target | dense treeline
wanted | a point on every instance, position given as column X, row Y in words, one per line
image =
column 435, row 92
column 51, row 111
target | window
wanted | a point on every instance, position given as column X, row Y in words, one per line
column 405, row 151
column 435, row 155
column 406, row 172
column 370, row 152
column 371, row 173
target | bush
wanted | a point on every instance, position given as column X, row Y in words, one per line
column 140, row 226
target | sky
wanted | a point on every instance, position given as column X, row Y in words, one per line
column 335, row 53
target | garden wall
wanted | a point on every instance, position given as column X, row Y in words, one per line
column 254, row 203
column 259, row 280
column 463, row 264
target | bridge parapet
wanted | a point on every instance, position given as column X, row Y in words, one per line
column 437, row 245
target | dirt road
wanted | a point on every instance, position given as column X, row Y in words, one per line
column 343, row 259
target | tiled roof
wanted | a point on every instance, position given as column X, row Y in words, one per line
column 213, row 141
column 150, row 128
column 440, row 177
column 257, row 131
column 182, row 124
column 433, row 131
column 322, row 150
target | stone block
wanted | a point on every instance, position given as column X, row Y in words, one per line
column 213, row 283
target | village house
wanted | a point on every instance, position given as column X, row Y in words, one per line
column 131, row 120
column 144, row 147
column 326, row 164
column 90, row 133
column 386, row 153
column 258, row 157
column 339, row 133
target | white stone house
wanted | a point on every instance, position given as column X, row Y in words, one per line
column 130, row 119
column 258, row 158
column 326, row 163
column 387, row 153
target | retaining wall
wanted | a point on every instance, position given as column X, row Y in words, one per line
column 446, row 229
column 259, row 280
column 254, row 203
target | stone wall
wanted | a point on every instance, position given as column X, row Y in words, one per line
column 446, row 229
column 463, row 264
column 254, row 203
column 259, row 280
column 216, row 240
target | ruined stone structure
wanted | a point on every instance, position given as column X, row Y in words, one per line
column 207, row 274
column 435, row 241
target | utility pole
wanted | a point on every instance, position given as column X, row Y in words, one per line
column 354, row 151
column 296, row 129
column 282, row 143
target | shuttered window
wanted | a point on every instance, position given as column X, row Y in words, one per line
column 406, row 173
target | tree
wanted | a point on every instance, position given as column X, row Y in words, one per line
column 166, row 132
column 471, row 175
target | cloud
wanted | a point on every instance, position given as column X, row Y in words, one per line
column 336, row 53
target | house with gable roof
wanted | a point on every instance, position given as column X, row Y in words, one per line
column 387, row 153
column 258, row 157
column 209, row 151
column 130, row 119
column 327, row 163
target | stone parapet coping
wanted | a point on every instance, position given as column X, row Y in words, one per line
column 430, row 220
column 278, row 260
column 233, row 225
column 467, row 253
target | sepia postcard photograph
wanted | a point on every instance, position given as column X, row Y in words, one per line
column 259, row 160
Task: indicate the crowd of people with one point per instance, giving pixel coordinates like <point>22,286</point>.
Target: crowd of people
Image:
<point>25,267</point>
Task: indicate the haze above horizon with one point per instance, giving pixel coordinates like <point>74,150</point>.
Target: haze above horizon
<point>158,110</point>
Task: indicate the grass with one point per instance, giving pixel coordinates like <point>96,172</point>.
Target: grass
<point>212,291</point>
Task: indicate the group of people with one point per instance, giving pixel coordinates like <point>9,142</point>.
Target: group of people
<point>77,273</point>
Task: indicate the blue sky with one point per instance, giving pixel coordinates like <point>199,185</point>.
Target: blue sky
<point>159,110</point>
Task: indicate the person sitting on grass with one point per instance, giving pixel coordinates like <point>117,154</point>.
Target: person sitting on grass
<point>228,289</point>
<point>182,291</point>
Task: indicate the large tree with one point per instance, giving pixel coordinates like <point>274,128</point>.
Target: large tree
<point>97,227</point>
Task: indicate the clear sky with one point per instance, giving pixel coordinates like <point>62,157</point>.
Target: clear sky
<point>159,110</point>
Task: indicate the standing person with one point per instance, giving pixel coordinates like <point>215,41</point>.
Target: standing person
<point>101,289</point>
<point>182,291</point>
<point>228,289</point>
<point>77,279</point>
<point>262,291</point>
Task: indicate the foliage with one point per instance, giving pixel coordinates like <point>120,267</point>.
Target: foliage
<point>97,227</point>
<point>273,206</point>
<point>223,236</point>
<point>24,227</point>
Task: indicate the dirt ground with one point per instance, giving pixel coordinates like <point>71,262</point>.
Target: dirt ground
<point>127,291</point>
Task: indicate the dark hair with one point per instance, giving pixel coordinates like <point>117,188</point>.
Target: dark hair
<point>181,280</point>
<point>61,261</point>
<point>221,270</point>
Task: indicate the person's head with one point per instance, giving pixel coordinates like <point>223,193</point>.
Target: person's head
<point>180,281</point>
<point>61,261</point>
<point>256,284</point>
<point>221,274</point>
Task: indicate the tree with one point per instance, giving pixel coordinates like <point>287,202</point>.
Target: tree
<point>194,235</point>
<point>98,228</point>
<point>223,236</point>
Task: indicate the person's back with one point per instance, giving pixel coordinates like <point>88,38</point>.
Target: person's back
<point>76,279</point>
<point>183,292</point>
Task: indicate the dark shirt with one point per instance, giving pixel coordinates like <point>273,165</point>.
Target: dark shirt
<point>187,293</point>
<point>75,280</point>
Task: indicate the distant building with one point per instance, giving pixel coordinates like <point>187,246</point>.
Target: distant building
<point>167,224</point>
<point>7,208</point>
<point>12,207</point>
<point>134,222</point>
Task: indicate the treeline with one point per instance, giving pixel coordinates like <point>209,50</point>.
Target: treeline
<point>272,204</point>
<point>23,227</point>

═══

• Instructions for the task: Return all the data exactly as given.

• Answer space:
target | dense treeline
wanted | a point on every instance, position given as column X, row Y in words, one per line
image =
column 435, row 92
column 51, row 111
target | window
wanted | a point on every instance, position given as column X, row Y in words, one per line
column 405, row 151
column 435, row 155
column 406, row 172
column 370, row 152
column 371, row 173
target | bush
wanted | a point on every instance, position given as column X, row Y in words, one per line
column 140, row 226
target | sky
wanted | a point on every instance, position given as column X, row Y in words, one per line
column 335, row 53
target | garden wall
wanted | a point on every instance, position given as column X, row Y in words, one per line
column 254, row 203
column 259, row 280
column 463, row 264
target | bridge parapet
wanted | a point on every instance, position given as column X, row Y in words, one per line
column 437, row 245
target | dirt road
wanted | a point on every instance, position given as column X, row Y in words, one per line
column 343, row 259
target | tiled roof
wanted | a point on every instance, position given as column X, row Y in words, one per line
column 213, row 141
column 150, row 128
column 440, row 177
column 257, row 131
column 182, row 124
column 433, row 131
column 322, row 150
target | stone block
wanted | a point on every instance, position given as column X, row Y in words, one per line
column 213, row 283
target | village house
wanted | a point on every instance, position given as column X, row Y in words, one per line
column 131, row 120
column 144, row 147
column 326, row 164
column 90, row 133
column 386, row 153
column 258, row 157
column 339, row 133
target | white stone house
wanted | a point on every instance, position given as column X, row Y in words, one per line
column 130, row 119
column 258, row 158
column 326, row 163
column 387, row 153
target | retaining wall
wanted | a point on every instance, position given as column X, row Y in words, one per line
column 446, row 229
column 259, row 280
column 254, row 203
target | stone wall
wanted | a point on every instance, position given as column X, row Y in words, one per line
column 446, row 229
column 463, row 264
column 254, row 203
column 259, row 280
column 216, row 240
target | ruined stone structure
wanted | a point on every instance, position given as column X, row Y in words, one per line
column 207, row 274
column 435, row 241
target | utility pole
wanted | a point on every instance, position given as column X, row Y in words, one per line
column 354, row 151
column 296, row 129
column 282, row 143
target | shuttered window
wanted | a point on every instance, position given as column X, row Y in words, one per line
column 406, row 173
target | tree
wanted | a point on every instance, position given as column X, row Y in words, one per line
column 166, row 132
column 471, row 175
target | cloud
wanted | a point on every instance, position given as column X, row Y in words, one per line
column 336, row 53
target | house with gable roof
wanted | a point on every instance, position given as column X, row Y in words, one per line
column 387, row 153
column 258, row 157
column 209, row 151
column 130, row 119
column 327, row 163
target | stone parapet coping
wanted | a point on every instance, position given as column X, row Y in words, one per line
column 430, row 220
column 278, row 260
column 233, row 225
column 467, row 253
target | sepia postcard photograph
wanted | a point on every instance, position given as column X, row Y in words, one per line
column 259, row 160
Task: indicate the crowd of people with one point per instance, giving pixel coordinates like <point>22,286</point>.
Target: crowd of people
Image:
<point>25,267</point>
Task: indicate the haze above horizon with one point per instance, giving pixel coordinates like <point>74,150</point>.
Target: haze above horizon
<point>158,110</point>
Task: indicate the grass with one point per instance, giving pixel coordinates like <point>96,172</point>.
Target: grass
<point>212,291</point>
Task: indicate the group of people with one point per instance, giving pixel coordinates like <point>9,142</point>.
Target: group of people
<point>77,273</point>
Task: indicate the blue sky with one point per instance, giving pixel coordinates like <point>199,185</point>.
Target: blue sky
<point>159,110</point>
Task: indicate the person sitting on grass with one point per instance, giving pixel coordinates like <point>117,154</point>.
Target: person sitting on grass
<point>228,289</point>
<point>182,291</point>
Task: indicate the large tree with one point per instance, giving pixel coordinates like <point>274,128</point>.
Target: large tree
<point>97,227</point>
Task: indicate the clear sky with one point per instance, giving pixel coordinates like <point>62,157</point>.
Target: clear sky
<point>159,110</point>
Task: indicate the standing person with one point per instance, giving pixel coordinates like <point>215,41</point>.
Target: standing person
<point>101,289</point>
<point>182,291</point>
<point>228,289</point>
<point>77,279</point>
<point>262,291</point>
Task: indicate the foliage with one point per instance, giving pixel coordinates like <point>120,267</point>.
Target: foliage
<point>97,227</point>
<point>273,206</point>
<point>223,236</point>
<point>24,227</point>
Task: indicate the dirt ground with one point per instance, giving pixel coordinates like <point>71,262</point>.
Target: dirt ground
<point>127,291</point>
Task: indicate the dark hair with one point per instance, giving pixel coordinates like <point>117,188</point>.
Target: dark hair
<point>181,280</point>
<point>61,261</point>
<point>221,270</point>
Task: indicate the person's head with one point per instance, giving pixel coordinates like <point>223,193</point>.
Target: person's head
<point>180,281</point>
<point>61,261</point>
<point>256,284</point>
<point>221,274</point>
Task: indicate the tree with one point per instance, giving pixel coordinates like <point>287,202</point>.
Target: tree
<point>194,235</point>
<point>98,228</point>
<point>223,236</point>
Task: indicate the person's back with one point per instance, giving pixel coordinates like <point>88,38</point>.
Target: person's back
<point>76,279</point>
<point>183,292</point>
Task: indicate the dark shirt with one point per instance, giving pixel coordinates like <point>273,165</point>.
Target: dark shirt
<point>187,293</point>
<point>75,280</point>
Task: indicate the distant building with one point per instance, giving pixel coordinates like <point>187,246</point>.
Target: distant building
<point>167,224</point>
<point>7,208</point>
<point>12,207</point>
<point>134,222</point>
Task: indicate the treeline with one point per instance, giving pixel coordinates like <point>209,50</point>.
Target: treeline
<point>272,204</point>
<point>23,227</point>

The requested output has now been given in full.